- [JOB A]: Translate this sentence from the news excerpt about reactions to the Daura outburst into Spanish: "With the political tension enveloping the country following the Daura outburst, Nigeria does look like a country on the verge of imploding."

- [DOCUMENT TEXT]:

Also reacting, the spokesman for Lagos APC. Mr. Seye Oladejo, sees the issue as a storm in a tea cup, stressing that the issue would be sorted out with time.

Said he: “I believe they are just testing the waters and feeling our pulse. Everything will be sorted out in the fullness of time.

To Mr. Princelyn Oduenyi, a political analyst, “my take is simple. Let’s wait and see. Mamman,like every other,is entitled to his views. But let him be reminded that his uncle, the current President wouldn’t have succeeded or become a President if truly merit is the order. Why sing a new song today? I don’t blame them at all but the bootlickers who always align with them at the detriment of other Southerners. Down South, we have better and more qualified Nigerians than the north. So what is he talking about.

With the political tension enveloping the country following the Daura outburst, Nigeria does look like a country on the verge of imploding. Since the country has not suffered any upheaval that threatens its corporate existence since the 1967-1970 civil war, it seems that some people may be taking the people for grante.

- [JOB B]: Pull out every line of the records below that contains the word "dirt", matching case exactly.

- [DATA ENTRIES]:
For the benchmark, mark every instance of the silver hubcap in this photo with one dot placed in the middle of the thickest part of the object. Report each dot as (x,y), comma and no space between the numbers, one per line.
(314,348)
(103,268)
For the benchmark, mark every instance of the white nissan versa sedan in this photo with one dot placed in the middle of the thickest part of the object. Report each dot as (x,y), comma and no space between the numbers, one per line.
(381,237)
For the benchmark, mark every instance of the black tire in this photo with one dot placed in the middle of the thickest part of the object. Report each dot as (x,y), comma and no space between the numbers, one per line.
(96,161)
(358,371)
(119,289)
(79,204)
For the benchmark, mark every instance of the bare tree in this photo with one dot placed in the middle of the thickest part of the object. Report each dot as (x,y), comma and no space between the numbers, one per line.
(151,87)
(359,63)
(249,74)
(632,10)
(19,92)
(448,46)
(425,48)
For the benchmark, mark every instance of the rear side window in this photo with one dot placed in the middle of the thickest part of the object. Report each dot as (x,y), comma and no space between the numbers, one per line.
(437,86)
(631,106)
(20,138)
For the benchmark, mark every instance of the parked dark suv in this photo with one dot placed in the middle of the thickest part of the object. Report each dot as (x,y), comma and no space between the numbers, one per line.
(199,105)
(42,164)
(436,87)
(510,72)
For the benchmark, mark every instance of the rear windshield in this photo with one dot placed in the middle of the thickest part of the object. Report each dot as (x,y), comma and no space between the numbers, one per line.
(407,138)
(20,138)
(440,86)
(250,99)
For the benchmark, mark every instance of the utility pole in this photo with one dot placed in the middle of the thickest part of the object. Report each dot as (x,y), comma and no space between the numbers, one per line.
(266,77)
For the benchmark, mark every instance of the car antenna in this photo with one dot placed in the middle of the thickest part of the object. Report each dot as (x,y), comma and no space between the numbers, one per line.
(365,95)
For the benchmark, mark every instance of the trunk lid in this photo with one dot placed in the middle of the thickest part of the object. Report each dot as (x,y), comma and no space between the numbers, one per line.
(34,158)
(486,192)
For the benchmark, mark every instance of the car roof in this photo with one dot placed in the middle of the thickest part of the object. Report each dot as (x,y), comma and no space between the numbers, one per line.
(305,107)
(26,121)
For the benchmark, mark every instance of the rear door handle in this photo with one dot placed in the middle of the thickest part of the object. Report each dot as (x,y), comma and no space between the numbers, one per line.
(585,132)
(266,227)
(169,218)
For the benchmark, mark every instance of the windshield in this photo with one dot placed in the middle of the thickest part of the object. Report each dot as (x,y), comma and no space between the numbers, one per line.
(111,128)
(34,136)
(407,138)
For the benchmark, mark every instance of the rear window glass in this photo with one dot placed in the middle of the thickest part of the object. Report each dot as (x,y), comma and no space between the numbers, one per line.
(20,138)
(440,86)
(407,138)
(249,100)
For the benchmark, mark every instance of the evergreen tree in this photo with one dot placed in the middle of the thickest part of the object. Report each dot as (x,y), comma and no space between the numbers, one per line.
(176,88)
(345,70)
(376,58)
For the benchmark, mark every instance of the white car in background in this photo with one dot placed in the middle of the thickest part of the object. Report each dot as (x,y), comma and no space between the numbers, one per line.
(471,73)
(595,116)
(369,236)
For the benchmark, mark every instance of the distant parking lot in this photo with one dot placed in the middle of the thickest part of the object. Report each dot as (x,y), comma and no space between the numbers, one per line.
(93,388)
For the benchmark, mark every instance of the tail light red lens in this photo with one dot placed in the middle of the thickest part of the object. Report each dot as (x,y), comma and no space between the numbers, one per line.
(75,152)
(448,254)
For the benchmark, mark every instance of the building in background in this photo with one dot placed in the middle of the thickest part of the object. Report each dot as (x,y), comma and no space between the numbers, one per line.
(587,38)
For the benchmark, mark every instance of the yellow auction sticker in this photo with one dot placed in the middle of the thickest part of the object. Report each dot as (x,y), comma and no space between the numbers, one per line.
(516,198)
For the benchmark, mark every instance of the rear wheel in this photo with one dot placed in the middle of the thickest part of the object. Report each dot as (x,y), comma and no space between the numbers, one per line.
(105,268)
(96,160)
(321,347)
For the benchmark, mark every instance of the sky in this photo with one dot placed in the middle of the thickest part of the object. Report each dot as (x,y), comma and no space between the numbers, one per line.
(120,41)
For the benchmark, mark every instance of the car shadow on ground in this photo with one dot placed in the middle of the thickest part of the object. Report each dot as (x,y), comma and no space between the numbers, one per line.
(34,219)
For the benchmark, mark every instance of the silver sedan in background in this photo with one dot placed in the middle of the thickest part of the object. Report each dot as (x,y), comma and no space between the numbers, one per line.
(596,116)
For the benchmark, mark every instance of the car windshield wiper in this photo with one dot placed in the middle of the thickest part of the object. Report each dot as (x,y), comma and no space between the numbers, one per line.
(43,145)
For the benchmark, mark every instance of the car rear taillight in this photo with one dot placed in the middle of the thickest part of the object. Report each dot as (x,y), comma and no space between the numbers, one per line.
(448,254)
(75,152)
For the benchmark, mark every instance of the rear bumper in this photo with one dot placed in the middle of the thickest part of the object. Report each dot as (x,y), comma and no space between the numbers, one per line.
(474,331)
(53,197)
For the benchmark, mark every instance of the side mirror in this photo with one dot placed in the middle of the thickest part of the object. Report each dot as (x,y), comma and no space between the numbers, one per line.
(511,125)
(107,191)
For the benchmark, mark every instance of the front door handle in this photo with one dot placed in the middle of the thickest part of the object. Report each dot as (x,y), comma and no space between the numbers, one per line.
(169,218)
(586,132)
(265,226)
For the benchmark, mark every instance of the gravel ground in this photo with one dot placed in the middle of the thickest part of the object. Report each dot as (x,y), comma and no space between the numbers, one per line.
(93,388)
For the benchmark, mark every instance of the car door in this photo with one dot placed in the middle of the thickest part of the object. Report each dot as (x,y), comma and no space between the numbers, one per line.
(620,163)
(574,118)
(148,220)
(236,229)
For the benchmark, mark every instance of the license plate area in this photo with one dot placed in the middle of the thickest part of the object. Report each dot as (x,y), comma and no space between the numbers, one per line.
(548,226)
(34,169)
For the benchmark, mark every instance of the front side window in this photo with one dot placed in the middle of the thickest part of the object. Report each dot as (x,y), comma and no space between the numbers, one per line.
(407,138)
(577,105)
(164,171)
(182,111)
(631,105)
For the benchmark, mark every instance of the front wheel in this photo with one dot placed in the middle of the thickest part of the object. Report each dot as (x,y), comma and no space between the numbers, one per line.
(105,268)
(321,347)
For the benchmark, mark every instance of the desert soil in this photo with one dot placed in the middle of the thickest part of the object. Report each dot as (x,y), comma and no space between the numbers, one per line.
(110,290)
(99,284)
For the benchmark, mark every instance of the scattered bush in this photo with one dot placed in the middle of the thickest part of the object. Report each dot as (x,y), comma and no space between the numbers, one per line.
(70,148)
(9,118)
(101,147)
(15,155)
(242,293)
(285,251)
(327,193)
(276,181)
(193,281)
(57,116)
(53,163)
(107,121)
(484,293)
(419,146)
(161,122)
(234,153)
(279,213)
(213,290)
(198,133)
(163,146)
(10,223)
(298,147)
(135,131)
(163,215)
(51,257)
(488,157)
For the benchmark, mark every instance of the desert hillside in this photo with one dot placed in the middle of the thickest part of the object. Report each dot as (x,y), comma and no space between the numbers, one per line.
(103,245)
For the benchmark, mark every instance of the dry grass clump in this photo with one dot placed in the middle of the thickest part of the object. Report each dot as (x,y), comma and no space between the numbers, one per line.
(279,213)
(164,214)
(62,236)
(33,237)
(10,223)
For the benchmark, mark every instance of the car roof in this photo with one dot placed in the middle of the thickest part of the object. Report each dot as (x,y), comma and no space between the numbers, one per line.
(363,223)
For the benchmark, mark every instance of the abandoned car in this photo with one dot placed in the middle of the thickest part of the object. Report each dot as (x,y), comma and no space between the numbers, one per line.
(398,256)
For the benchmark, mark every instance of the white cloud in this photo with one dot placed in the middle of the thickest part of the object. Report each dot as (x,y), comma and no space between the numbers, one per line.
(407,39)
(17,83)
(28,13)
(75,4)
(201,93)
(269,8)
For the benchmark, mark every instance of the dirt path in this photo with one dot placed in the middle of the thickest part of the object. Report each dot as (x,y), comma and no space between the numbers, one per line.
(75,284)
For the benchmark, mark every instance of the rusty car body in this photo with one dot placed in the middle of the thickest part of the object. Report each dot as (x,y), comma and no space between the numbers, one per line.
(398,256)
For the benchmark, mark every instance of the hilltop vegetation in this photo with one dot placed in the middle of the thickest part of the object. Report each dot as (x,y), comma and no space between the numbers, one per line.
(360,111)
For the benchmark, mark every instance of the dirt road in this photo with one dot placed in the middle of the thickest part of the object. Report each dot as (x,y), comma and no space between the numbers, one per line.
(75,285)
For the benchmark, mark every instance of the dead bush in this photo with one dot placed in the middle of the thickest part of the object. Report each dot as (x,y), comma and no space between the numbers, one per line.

- [COMPLETE RESPONSE A]: Con la tensión política que envuelve al país tras el arrebato de Daura, Nigeria realmente parece un país al borde de implosionar.

- [COMPLETE RESPONSE B]:
For the benchmark, mark every instance of the dirt path in this photo with one dot placed in the middle of the thickest part of the object. Report each dot as (x,y), comma and no space between the numbers, one per line.
For the benchmark, mark every instance of the dirt road in this photo with one dot placed in the middle of the thickest part of the object. Report each dot as (x,y), comma and no space between the numbers, one per line.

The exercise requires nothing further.